■ Task brief:
The output should be identical to the entries that follow.

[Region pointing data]

____

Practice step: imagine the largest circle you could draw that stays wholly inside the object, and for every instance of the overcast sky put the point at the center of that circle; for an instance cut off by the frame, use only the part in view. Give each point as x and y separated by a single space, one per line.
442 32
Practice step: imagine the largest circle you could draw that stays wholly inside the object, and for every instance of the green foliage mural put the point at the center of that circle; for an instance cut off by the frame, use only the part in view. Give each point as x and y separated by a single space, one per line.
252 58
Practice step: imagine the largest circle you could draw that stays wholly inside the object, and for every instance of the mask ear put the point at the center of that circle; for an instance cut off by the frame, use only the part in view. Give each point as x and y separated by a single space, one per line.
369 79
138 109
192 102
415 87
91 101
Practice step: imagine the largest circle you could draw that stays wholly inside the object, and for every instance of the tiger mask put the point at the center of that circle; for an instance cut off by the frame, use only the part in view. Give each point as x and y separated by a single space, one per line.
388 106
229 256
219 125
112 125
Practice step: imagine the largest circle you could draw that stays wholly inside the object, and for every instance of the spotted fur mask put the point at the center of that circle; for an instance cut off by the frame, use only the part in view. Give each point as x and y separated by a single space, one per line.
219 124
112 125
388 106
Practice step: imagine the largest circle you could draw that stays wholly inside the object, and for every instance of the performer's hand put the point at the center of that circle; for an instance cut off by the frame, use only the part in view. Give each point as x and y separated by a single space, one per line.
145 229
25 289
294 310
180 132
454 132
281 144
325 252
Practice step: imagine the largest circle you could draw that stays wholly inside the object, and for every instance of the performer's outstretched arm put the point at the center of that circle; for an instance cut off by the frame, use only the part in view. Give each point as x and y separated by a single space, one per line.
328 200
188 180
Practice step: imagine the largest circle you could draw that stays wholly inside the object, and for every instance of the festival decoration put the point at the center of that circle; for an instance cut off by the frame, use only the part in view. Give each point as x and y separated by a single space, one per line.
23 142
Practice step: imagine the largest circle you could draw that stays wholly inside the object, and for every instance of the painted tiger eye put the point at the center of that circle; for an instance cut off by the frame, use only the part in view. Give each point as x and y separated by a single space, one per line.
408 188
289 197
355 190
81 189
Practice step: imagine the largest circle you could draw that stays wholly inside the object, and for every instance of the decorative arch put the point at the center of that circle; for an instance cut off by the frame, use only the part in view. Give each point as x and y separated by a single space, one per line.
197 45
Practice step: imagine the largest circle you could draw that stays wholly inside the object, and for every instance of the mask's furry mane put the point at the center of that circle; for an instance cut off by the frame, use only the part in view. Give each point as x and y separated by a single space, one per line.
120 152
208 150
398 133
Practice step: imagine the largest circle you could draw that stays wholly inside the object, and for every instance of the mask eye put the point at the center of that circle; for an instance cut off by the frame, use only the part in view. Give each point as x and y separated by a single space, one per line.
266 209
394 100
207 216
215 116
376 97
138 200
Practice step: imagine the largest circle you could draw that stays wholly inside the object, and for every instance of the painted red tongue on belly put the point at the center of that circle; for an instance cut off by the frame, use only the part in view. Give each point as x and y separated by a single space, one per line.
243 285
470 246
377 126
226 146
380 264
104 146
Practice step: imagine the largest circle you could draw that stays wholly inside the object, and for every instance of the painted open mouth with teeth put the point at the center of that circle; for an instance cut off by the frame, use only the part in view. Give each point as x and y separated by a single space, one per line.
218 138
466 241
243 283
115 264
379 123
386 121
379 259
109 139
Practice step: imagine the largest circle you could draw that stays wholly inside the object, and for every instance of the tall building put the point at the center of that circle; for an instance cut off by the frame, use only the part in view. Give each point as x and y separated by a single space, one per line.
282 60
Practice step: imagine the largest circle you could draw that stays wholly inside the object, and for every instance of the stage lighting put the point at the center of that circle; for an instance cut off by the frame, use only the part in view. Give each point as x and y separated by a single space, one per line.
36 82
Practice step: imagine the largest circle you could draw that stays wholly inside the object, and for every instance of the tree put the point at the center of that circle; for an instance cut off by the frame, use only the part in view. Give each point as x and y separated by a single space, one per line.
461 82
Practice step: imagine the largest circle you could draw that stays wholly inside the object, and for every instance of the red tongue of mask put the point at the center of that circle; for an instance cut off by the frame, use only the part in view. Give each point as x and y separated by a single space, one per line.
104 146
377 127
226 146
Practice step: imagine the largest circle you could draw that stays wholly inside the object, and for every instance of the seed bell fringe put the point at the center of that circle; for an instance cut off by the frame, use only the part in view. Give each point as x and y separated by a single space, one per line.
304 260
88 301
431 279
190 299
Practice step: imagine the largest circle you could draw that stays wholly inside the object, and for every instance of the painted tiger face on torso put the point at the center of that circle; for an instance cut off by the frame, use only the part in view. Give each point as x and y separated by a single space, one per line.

____

■ Answer to the problem:
Practice step: imagine the largest circle you could draw that stays wholly inside the object, and for every instance of the overcast sky put the point at the center of that circle; for an instance cut off by the frame, use only the part in view. Give each point as x and y separated by a single space, one per line.
442 32
Practice step: imagine the largest circle you could draw that stays wholly inside the object, and for every instance of the green foliage mural put the point at the center of that circle; for an instance cut off by the frame, use only the part in view. Give each point as x and y separated by a single space, one per line.
252 58
Practice step: imagine the largest circle you could draw that stays wholly inside the object, and for every instance of the mask ear put the point at the center of that circle; for an instance cut off by the frame, use only the part in view. Give each point as x and y separated by a single space, one per line.
369 79
138 109
192 102
415 87
91 101
Practice step: imagine the largest circle you could draw that stays wholly inside the object, and for every instance of the tiger mask put the point at the center of that circle; for an instance cut off by the frame, use only the part in view. Give each point as x and y separated by a single space, one per line.
388 106
229 256
219 125
112 125
Practice step: imagine the largest circle you could draw that stays wholly inside the object, and for every instance of the spotted fur mask put the point at the center of that circle; for an instance cut off by the frame, use only the part in view. Give each point as x and y separated by a single space, one per line.
219 124
112 125
388 106
Practice step: imagine the largest circle you could draw that stays wholly inside the object, and for every instance of the performer's hand put the point at the center of that circle; for an instance cut off by the frame, use only the part in view. Give each point as x and y separated by a single space, one per line.
145 229
25 289
294 310
180 132
454 132
281 144
325 252
Practice step: imagine the largest circle you could draw that stays wholly inside the object, and for every instance of the performer's outstretched arm put the point at the center of that circle; for an instance cut off by the frame, use only the part in view. Give each point as x and y separated by a single space, one per line.
328 200
188 180
Practice step: imagine the largest circle you could draw that stays wholly inside the object, and for every instance of the festival decoration put the point at the center of that circle; for an instance cut off by the frame, use only the part in view. Give each point as x and y separated by a single space, one per line.
23 142
Practice step: imagine the largest circle you could draw that stays wholly inside the object, and for every instance of the painted tiger eye put the point at the center of that circle; for an instance cut off by the frame, use only the part in view. Give each point as x and y separated by a single space, one per line.
408 188
289 197
355 190
81 189
Practice step: imagine the largest circle you could draw that stays wholly inside the object, and for every instance of the decorative arch put the point at the center of that circle; for an instance cut off by the frame, use only the part in view. Give each point as x and y separated by a single space, one per line.
197 45
Practice step: imagine the largest circle you could draw that stays wholly inside the object, and for every instance of the mask's furry mane put the point at the center of that circle; for an instance cut off by the frame, use only the part in view. Give each point as x and y separated by a single space, one per line.
120 152
208 150
398 133
Practice step: imagine the largest circle you could draw that stays wholly inside the object, and for every instance of the mask eye put the point at the center of that circle; for an instance cut off by the frame, use only the part in view. Give each point as x and y separated by a single space, one per line.
266 209
394 100
207 216
215 116
376 97
138 200
Practice step: imagine the largest circle you could draw that stays wholly inside the object, and for every instance of the painted red tongue on belly put the point at the center of that circle; for an instance cut off by the frame, use only the part in view. Give each point as x and y separated by a single space, one per line.
243 285
470 246
377 126
226 146
380 264
104 146
Practice step: imagine the largest circle you could draw that stays wholly inside the object, and for every instance of the painted open mouth with teeth put the point at the center of that circle; for an instance cut off by the frame, use only the part in view. Give each point as x and y separated by a single space, one per line.
218 138
466 241
243 283
115 264
379 123
386 121
379 259
109 139
Practice step: imagine the largest circle you could draw that stays wholly inside the object, and for every instance of the tall building put the point at the center of that circle; for an instance cut off by the frame, use only the part in view. Give each point as x and y separated by a single space, one per line.
282 60
Practice step: imagine the largest circle you could draw that stays wholly inside the object, and for every instance of the stage lighting put the point at the center of that circle; for an instance cut off by the frame, use only the part in view. Give each point as x and y separated by a single space, one per line.
36 82
Practice step: imagine the largest circle you could draw that stays wholly inside the object, and for every instance of the tree put the point at the center of that circle; for an instance cut off by the frame, use only the part in view. Give each point as x and y separated by a single space, one per line.
461 82
Practice step: imagine the largest circle you could draw that stays wholly inside the object, and for every instance of the red tongue of mask put the point at the center of that circle; for an instance cut off by the frame, use only the part in view. Give each point as x and y separated by a single space, one per line.
104 146
377 127
226 146
Practice step: imagine the largest circle you could draw that stays wholly inside the object, and for every instance of the seed bell fringe put the point at the center of that circle; for an instance cut off by the frame, use only the part in view. Give each point as x and y separated by a single space, one per line.
304 260
88 301
431 279
190 299
Practice step: imagine the largest circle you could draw that stays wholly inside the object, and for every instance of the painted tiger face on torso put the point at the center of that circle; for an instance cut off by the frame, use only the part in view. Give each point as x and y separated by a single space, one per line.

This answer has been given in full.